▶ [What you are asked to do]:
Find each line below that contains the word "jacket" and copy it out in full.

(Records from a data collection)
----------

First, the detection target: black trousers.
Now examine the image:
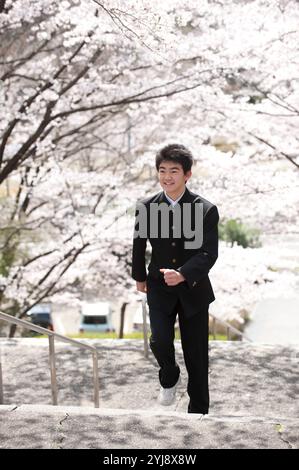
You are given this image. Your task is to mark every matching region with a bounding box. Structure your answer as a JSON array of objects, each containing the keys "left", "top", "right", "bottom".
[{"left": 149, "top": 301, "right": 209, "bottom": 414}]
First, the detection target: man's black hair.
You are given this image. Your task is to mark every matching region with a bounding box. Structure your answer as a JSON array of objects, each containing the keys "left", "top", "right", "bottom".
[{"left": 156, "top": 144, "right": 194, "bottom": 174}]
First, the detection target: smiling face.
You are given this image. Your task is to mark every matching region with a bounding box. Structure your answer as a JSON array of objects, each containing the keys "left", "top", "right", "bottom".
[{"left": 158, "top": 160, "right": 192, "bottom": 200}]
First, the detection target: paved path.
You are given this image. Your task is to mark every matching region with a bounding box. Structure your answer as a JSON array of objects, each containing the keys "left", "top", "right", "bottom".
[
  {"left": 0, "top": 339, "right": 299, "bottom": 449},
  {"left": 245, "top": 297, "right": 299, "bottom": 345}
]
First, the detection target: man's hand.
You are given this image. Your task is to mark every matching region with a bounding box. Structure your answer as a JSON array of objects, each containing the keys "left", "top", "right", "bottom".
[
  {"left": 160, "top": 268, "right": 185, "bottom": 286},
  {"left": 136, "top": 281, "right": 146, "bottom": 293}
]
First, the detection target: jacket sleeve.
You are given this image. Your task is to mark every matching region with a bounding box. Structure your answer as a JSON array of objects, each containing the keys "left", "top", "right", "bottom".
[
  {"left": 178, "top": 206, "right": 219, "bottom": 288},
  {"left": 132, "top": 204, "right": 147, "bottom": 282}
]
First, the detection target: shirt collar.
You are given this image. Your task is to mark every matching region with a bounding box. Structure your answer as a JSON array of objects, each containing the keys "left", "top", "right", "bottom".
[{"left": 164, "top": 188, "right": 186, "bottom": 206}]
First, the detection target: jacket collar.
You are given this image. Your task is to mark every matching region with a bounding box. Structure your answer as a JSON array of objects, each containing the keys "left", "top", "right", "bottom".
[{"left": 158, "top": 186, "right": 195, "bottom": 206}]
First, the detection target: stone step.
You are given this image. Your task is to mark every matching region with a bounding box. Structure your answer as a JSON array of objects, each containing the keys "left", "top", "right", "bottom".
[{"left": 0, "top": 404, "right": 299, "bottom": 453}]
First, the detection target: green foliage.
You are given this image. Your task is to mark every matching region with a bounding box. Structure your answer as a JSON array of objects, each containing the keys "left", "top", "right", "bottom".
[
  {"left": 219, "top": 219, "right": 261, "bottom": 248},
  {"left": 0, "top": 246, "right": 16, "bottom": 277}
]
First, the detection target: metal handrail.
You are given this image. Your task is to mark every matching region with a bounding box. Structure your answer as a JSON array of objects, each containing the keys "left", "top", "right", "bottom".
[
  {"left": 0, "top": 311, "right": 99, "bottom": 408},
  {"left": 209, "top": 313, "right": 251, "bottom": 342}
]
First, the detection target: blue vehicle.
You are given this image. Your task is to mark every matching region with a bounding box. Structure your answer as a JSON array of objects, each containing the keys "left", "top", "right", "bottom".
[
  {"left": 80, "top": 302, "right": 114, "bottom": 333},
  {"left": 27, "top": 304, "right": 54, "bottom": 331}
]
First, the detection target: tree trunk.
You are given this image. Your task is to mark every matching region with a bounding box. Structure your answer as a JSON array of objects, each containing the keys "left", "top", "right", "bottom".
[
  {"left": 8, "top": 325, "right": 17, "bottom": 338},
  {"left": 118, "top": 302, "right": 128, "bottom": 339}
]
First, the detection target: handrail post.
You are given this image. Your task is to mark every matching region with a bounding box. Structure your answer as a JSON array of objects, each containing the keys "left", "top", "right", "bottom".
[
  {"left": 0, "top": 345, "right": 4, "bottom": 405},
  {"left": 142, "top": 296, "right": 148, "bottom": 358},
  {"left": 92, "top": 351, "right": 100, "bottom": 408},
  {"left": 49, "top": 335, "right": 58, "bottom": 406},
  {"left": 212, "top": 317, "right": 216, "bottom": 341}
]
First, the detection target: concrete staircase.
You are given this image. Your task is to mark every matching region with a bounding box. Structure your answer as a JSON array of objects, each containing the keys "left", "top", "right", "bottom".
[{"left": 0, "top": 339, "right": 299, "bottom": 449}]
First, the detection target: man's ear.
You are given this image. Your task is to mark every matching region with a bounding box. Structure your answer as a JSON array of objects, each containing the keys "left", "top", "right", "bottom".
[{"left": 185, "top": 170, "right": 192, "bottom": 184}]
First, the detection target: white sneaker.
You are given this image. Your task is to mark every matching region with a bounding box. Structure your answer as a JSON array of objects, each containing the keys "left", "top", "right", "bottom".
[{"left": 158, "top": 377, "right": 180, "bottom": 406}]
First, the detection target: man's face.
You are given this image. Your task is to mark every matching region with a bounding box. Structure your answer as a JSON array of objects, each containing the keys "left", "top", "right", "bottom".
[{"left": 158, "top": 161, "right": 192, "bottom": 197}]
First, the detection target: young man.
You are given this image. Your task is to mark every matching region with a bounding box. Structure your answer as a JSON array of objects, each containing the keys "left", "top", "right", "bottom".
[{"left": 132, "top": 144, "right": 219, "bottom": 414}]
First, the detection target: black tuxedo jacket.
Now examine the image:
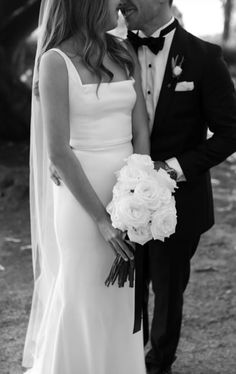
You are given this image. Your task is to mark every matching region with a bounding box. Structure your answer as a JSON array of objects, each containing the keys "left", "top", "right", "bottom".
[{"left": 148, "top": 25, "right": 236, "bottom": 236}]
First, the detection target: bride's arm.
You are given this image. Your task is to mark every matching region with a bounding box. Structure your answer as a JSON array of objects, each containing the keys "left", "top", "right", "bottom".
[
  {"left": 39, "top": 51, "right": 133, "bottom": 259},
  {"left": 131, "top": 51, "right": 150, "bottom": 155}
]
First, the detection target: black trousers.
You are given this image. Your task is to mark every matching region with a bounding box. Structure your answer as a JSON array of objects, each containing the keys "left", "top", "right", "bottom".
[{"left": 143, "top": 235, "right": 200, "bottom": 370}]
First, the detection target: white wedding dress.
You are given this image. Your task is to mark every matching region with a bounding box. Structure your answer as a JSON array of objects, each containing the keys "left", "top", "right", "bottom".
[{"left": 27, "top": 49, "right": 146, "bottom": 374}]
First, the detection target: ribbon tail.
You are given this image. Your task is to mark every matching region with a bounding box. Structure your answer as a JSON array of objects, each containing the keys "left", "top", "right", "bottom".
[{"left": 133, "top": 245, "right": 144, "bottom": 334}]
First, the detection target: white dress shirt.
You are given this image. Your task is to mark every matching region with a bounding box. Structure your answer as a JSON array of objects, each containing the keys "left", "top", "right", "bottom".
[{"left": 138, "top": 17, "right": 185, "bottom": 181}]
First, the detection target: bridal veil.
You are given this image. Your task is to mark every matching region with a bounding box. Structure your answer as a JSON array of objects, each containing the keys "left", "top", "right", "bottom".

----------

▶ [The solution]:
First, the detection target: jacket sleeve.
First, the detection target: jacket collar.
First, the detection target: black tuxedo jacket.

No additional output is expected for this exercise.